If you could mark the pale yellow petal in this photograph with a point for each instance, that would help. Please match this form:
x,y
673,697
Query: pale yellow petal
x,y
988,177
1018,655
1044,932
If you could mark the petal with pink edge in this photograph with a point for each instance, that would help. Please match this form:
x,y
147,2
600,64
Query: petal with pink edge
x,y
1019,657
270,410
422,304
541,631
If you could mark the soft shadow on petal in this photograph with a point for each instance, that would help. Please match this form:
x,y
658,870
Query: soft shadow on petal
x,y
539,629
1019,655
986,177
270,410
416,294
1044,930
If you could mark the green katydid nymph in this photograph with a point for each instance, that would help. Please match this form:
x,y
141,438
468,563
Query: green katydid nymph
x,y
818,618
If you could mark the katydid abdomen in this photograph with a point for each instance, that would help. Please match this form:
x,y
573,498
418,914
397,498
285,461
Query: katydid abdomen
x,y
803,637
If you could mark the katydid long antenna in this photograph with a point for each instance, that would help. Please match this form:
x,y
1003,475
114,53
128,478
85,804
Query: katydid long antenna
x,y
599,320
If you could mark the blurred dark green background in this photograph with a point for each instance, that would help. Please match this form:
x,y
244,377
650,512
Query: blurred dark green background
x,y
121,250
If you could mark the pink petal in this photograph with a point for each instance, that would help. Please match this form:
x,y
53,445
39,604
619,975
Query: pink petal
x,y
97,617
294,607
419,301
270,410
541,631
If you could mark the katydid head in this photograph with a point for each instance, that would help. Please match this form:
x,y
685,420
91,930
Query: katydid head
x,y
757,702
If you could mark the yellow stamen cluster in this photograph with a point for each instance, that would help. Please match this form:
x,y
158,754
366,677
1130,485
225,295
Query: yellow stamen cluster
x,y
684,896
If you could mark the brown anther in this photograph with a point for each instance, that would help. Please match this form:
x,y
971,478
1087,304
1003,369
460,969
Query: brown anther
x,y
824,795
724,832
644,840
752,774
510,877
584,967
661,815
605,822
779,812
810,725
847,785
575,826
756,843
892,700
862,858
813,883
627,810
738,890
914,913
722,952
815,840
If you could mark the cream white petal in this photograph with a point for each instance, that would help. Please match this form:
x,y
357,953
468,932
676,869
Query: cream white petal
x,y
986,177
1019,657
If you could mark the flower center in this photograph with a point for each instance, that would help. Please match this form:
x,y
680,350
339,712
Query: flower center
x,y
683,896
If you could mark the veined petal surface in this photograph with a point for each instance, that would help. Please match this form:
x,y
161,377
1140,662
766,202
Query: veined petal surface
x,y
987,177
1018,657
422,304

▶ [Short task]:
Copy every line of the records above verbatim, from the first to the last.

▶ [Result below]:
If you could mark the pale yellow petal in this photograph with a point for each instance, that would help. Please match this form:
x,y
673,697
Query: pale yellow petal
x,y
988,177
1018,655
1044,932
If you could mark the petal with pink edge in this photograph with a point for each instance, that would help. Please match this form:
x,y
147,2
600,64
Query: petal with pink edge
x,y
1019,657
270,410
422,304
541,631
If you could mark the soft shadow on petal in this photograph with a point for each instance, that would help. Please match this form:
x,y
658,870
Query: soft shadow on petal
x,y
539,629
1019,655
986,177
270,410
416,294
1044,930
If you could mark the green katydid nymph in this photograph with a point for each instance, that would help. Please match this form:
x,y
141,438
468,563
Query: green katydid nymph
x,y
818,618
If you could mark the katydid abdomen in this photograph with a point for each instance, that would help. Please match this form:
x,y
573,498
418,914
397,498
285,461
Query: katydid abdomen
x,y
803,637
If you could mark the katydid long antenna in this photograph with a point for each instance, that would help. Please match this form:
x,y
1003,475
114,53
128,478
85,804
Query: katydid long antenna
x,y
599,320
If you could mark the blurred dark green background in this photograph with a point for each instance, that would help. Please match this form:
x,y
244,377
650,512
Query: blurred dark green background
x,y
121,250
If you could mark the pink petal in this photograph with a point for each instance, that would help. Please match this form:
x,y
53,445
39,604
619,975
Query: pink petal
x,y
97,617
294,607
419,301
270,410
541,631
If you could mark the katydid head in this photograph with a point for each instance, that would help. Please match this form:
x,y
685,420
91,930
Query: katydid head
x,y
757,702
If you could mark the yellow stamen cluster in this photograph with a point for each instance, that would help. Please match this form:
x,y
158,754
366,677
1130,485
225,295
Query: yellow stamen cluster
x,y
684,896
If you could mark the brown anther in this photograph with a point for each instance, that would help. Please match this form:
x,y
971,478
1087,304
1003,369
460,969
Query: brown anther
x,y
824,795
724,832
644,840
752,774
510,877
584,967
661,815
605,822
779,812
810,725
847,785
575,826
756,843
892,700
862,858
813,883
627,810
738,890
914,913
722,952
815,840
If you could mark the cream white petal in this photograph with a point for each instance, that would help. Please match this form:
x,y
357,953
468,932
676,869
Query: cream white petal
x,y
986,177
1019,657
If you could mark the flower center in this photograph with a point for each instance, that would help. Please match this form:
x,y
680,350
339,712
Query: flower center
x,y
683,896
If you could mark the veined petal surface in this photograph with a point for each instance, that would help. Please match this form:
x,y
161,377
1140,662
766,202
Query: veined petal surface
x,y
987,177
1018,657
422,304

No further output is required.